◆ RECORDS FOR THE EXERCISE:

-------------------------

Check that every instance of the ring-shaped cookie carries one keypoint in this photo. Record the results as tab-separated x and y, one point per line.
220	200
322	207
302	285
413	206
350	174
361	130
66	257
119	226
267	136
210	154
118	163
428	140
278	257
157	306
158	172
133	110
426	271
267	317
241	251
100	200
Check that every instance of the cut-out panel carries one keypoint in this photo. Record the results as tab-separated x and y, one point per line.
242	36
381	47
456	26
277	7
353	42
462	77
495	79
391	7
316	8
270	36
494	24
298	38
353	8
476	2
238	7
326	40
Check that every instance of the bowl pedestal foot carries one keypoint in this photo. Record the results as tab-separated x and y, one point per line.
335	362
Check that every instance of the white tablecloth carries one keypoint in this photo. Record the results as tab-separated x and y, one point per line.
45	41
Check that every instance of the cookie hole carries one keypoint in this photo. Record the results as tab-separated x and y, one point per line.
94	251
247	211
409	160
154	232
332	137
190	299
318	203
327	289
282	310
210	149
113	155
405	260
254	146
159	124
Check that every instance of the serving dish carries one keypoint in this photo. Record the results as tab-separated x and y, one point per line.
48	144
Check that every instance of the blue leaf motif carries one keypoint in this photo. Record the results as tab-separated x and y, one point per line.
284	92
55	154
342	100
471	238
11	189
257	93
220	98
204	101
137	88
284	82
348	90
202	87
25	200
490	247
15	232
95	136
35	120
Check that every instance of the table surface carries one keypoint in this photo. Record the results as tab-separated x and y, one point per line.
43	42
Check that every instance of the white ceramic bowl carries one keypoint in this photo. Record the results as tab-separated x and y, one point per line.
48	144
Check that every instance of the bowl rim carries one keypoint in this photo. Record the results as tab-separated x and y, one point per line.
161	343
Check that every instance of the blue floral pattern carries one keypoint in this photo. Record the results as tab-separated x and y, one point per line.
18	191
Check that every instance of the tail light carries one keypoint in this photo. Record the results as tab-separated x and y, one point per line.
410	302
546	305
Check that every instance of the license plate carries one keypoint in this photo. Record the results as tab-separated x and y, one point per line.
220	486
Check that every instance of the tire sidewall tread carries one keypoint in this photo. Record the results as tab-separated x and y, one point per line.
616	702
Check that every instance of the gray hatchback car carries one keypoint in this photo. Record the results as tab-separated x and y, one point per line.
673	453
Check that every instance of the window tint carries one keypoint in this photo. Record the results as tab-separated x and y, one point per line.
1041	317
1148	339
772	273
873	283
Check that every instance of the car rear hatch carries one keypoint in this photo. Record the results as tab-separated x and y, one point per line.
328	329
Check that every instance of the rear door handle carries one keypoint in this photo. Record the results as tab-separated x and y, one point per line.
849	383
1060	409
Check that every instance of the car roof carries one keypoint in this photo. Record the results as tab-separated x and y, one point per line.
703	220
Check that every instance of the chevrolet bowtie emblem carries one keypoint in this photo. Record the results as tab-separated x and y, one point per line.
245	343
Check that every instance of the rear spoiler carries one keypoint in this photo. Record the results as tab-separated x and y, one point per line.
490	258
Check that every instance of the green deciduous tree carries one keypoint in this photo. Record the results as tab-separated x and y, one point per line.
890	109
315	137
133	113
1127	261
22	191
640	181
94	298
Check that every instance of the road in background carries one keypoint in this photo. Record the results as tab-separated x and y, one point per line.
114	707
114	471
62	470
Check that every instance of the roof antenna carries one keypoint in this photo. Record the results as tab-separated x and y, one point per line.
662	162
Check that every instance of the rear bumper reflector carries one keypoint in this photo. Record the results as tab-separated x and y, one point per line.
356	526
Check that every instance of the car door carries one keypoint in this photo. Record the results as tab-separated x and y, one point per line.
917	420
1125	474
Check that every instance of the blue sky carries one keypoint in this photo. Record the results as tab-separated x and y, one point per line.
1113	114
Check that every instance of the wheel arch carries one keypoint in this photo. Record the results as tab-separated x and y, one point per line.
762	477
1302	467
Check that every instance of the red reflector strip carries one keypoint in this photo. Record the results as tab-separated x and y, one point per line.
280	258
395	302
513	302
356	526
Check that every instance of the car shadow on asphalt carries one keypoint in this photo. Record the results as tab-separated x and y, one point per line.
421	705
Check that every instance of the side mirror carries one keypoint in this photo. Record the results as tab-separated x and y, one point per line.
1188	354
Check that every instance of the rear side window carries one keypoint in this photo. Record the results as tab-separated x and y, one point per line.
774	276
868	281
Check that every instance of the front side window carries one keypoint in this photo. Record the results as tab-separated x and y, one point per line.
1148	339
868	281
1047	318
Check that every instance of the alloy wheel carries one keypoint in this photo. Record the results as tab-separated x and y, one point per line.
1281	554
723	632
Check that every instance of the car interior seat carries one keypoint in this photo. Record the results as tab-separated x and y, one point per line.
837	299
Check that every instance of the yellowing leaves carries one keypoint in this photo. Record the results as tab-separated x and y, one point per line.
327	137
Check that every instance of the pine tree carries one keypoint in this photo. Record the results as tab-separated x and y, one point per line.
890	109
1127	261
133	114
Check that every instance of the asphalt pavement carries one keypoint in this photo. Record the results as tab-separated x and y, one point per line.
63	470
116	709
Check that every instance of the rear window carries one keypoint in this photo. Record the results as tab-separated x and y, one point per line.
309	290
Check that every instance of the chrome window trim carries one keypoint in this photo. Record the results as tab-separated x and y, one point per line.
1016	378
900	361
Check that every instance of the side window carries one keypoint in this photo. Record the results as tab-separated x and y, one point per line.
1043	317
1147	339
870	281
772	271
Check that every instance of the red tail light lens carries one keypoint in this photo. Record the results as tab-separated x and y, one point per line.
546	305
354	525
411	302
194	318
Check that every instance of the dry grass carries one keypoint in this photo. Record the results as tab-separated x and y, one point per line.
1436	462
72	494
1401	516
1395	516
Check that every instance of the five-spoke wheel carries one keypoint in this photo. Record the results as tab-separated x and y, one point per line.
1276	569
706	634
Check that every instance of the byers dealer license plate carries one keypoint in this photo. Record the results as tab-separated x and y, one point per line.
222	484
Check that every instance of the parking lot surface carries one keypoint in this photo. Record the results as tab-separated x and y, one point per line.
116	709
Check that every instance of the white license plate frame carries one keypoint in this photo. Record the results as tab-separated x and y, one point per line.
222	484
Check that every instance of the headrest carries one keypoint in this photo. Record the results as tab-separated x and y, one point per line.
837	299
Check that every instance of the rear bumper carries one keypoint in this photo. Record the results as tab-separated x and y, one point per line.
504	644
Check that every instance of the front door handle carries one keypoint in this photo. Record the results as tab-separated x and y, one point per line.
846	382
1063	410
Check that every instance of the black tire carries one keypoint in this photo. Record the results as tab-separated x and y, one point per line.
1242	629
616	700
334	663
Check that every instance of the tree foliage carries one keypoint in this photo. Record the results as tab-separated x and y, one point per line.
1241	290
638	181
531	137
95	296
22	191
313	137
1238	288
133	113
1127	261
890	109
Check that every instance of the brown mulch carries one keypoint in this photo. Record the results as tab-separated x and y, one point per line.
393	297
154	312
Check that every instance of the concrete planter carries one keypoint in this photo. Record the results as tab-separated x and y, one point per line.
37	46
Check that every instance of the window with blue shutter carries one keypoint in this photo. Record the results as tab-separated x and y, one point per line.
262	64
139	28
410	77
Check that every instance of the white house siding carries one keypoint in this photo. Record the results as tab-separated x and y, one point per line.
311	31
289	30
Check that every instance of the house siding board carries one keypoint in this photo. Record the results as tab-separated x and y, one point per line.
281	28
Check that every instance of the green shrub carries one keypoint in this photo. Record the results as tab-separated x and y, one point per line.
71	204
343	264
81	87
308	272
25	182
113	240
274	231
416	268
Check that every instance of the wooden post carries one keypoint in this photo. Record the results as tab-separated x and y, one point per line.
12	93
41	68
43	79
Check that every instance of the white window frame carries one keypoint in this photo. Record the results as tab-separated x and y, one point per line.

-------------------------

◆ WHAT YOU HAVE TO DO: Set the whole listing down again so that it matches the original exactly.

◆ EXERCISE ANSWER:
Check that every instance of the ring-shaped cookie carries one keypoint in this photo. Record the results as tab-separated x and y, one point per line.
220	200
322	207
302	285
413	206
350	174
361	130
66	257
119	226
267	136
210	154
118	163
428	140
278	257
157	306
158	172
133	110
426	271
267	317
241	251
100	200
Check that every instance of the cut-out panel carries one keypoint in this photo. Record the results as tab-separated x and y, one point per line.
242	36
381	47
456	26
277	7
353	42
462	77
495	79
391	7
316	8
270	36
494	24
298	38
353	8
476	2
238	7
326	40
Check that every instance of the bowl pedestal foot carries one keypoint in this photo. Record the results as tab-separated x and y, one point per line.
335	362
Check that every instance of the white tablecloth carries one keypoint in this photo. Record the results as tab-separated x and y, one point per line.
45	41
Check that every instance of the cookie hole carries one keypoint in this photo. Record the results as tab-separated x and y, one point per line.
94	251
247	211
409	160
154	232
332	137
190	299
318	203
327	289
282	310
210	149
113	155
405	260
254	146
159	124
Check that every instance of the serving dish carries one keypoint in this photo. Record the results as tab-separated x and y, one point per line.
48	144
Check that every instance of the blue leaf motif carries one keypoint in this photo. Record the results as tab-separated x and y, one point per line.
284	92
55	154
342	100
471	238
11	189
257	93
220	98
204	101
137	88
284	82
348	90
202	87
25	200
490	247
15	232
95	136
35	120
Check that every instance of the table surface carries one keypoint in this photo. Record the results as tab-separated x and y, one point per line.
43	42
Check that every instance of the white ceramic bowl carries one keypoint in this photo. Record the results as tab-separated x and y, one point per line.
48	144
Check that every instance of the bowl rim carries one keypoint in this photo. Record the results as tab-separated x and y, one point per line.
161	343
Check that every instance of the blue floral pattern carries one keypoint in this photo. Record the results as tab-separated x and y, one point per line.
18	191
Check that every instance of the tail light carries one keypoint in this photo. Record the results as tab-separated x and y, one point per line.
410	302
546	305
Check that every instance of the license plate carries one keypoint in this photo. Record the results as tab-separated x and y, one point per line.
220	486
Check that every instance of the tire sidewall tread carries one keypoint in this photo. Record the results as tab-separated x and y, one point per line.
616	702
Check that every instance of the gray hatchback car carries one keypoint in this photo. Record the results as tab-separated x and y, one point per line.
673	453
Check that every instance of the window tint carries one keypoint in this photo. Record the results as tab-separated x and y, one point per line.
1041	317
1148	339
772	273
873	283
Check that every instance of the car rear hatch carries one keypoint in this photo. Record the results as tab-separated x and y, one point per line.
328	329
Check that every instance of the rear door handle carries one keypoint in this photo. Record the results as tab-separated x and y, one point per line.
849	383
1060	409
Check that every instance of the car roof carries one keypoint in this photo. Record the results as tab-separated x and y, one point per line.
703	220
Check that every instance of the chevrolet bowtie emblem carries one keypoint in this photo. Record the results as tab-separated x and y, one point per line.
245	343
Check that every instance of the rear spoiler carries one keypoint in this photo. Record the results as tab-separated x and y, one point per line.
490	258
Check that every instance of the green deciduous tree carries one keypoint in this photo. Record the results as tab-separated x and y, one point per line.
890	109
315	137
133	113
1127	261
22	191
640	181
94	298
Check that every instance of the road in background carries one keypoint in this photo. Record the results as tab-separated x and y, one point per line.
114	707
114	471
62	470
Check that every instance of the roof antenna carries one keypoint in this photo. Record the results as tab-separated x and y, one point per line.
662	162
Check that every instance of the rear bumper reflector carries one keypoint in this photo. Record the results as tab-separated x and y, one point per line.
356	526
Check that every instance of the car door carries one keypoint in this photo. Record the results as tab-separated x and y, one point per line.
917	420
1125	474
Check that every instance of the blue sky carries one keypoint in this photo. Record the results as tab-separated x and y, one point per line.
1113	114
Check that every instance of the wheel arch carries one keypoint in this photo. Record the results as tab-separated x and y, one point per line.
762	477
1302	467
Check that every instance of the red reflector strip carries one keypoint in this photo. Record the results as tab-separated x and y, one point per line.
280	258
395	302
513	302
356	526
Check that every instance of the car shadow on asphalt carries one keypoint in this photo. Record the results as tab-separated x and y, one point per line.
421	705
Check that every instance of the side mirror carries one keypoint in this photo. Record the results as tab-separated x and y, one point per line.
1188	354
Check that every instance of the rear side window carries one keypoint in this photo. Record the results as tab-separated x and y, one point per line.
774	276
868	281
Check that every instance of the front side window carries one keypoint in this photo. Record the results as tab-separated x and y, one point per line.
1148	339
868	281
1047	318
Check that every instance of the alloy wheel carries one keypoint in this photo. Record the results as tab-separated x and y, one point per line.
1281	554
723	632
Check that every instance of the car interior seat carries one keypoint in this photo. Record the results as tab-separated x and y, one point per line.
837	299
Check that every instance of the yellowing leaves carries one keypoint in this photo. Record the results as tab-separated x and y, one point per line.
327	137
Check that every instance of the pine tree carries one keypoint in this photo. Record the results as tab-separated x and y, one point per line.
890	109
1127	261
133	114
Check that every instance of the asphalt pavement carries one keypoint in this photo. Record the results as tab-separated x and y, one point per line.
63	470
116	709
Check that every instance of the rear window carries one keypoint in this photo. Record the results as tab-separated x and y, one point per line.
309	290
Check that every instance of the chrome window trim carries one keypoint in this photo. Record the results as tab-separated x and y, one point per line.
1016	378
900	361
Check that every instance of the side window carries one keypoint in this photo. Record the results as tab-separated x and y, one point per line.
1043	317
1147	339
870	281
772	271
Check that every instance of the red tail light lens carries one keypoint in this photo. Record the results as tab-separated x and y, one point per line.
546	305
354	525
411	302
194	318
Check that every instance of the dry grass carries one keypoint in this photo. Record the results as tab-separated x and y, one point per line.
1436	462
72	494
1401	516
1395	516
Check that every instance of the five-spoke wheel carries one keypoint in this photo. Record the results as tab-separated x and y, one point per line.
1276	569
706	634
Check that every instance of the byers dealer license plate carries one keypoint in this photo. Record the results as tab-separated x and y, one point per line.
222	484
Check that every instance of the parking lot surface carries one keypoint in this photo. Record the results as tab-separated x and y, one point per line.
116	709
Check that every instance of the white license plate frame carries one keypoint in this photo. Record the results as tab-separated x and y, one point per line.
222	484
Check that every instance of the headrest carries one keypoint in this photo. Record the results as tab-separated x and y, one point per line.
837	299
Check that every instance of the rear bumper carries one keypoint in this photo. Record the results as tab-separated x and y, one point per line.
504	644
Check that every instance of the front door handle carries one keypoint in this photo. Record the results as tab-separated x and y, one point per line.
846	382
1063	410
Check that every instance of the black tire carries one keypoint in this photo. Record the results as tab-separated x and y, one point per line.
1242	629
616	700
334	663
Check that every instance of the tree foliage carries one keypoint in this photo. Record the results as tab-separated x and y, one point per line.
1241	290
638	181
531	137
95	296
22	191
313	137
1238	288
133	113
1127	261
890	109
Check that every instance of the brown mulch carries one keypoint in this photo. Record the results as tab-separated x and y, one point per line.
393	297
154	312
Check that every instance of the concrete planter carries one keypoint in this photo. Record the results as tab-separated x and y, one point per line.
37	46
Check that every instance of the window with blue shutter carries one keypoint in this photo. Record the results as tab-separated x and y, one point per line.
262	64
139	28
410	77
Check that every instance of the white house siding carries one keypoint in this photo. Record the results as tab-separated x and y, one point per line.
311	31
289	30
Check that every instance of the house siding board carries one keypoint in this photo. Record the results as tab-separated x and y, one point per line.
281	28
Check that every instance of the green shrub carries one keypoint in this photo. Record the results as tab-separated x and y, one point per line.
71	204
343	264
81	87
308	272
25	182
113	240
274	231
416	268
Check that every instance of the wooden post carries one keypoint in this photo. Record the results as tab-separated x and y, one point per line.
12	93
41	68
43	79
Check that every instance of the white window frame carries one keypoint in this photo. Record the results as tab-separated x and y, one point per line.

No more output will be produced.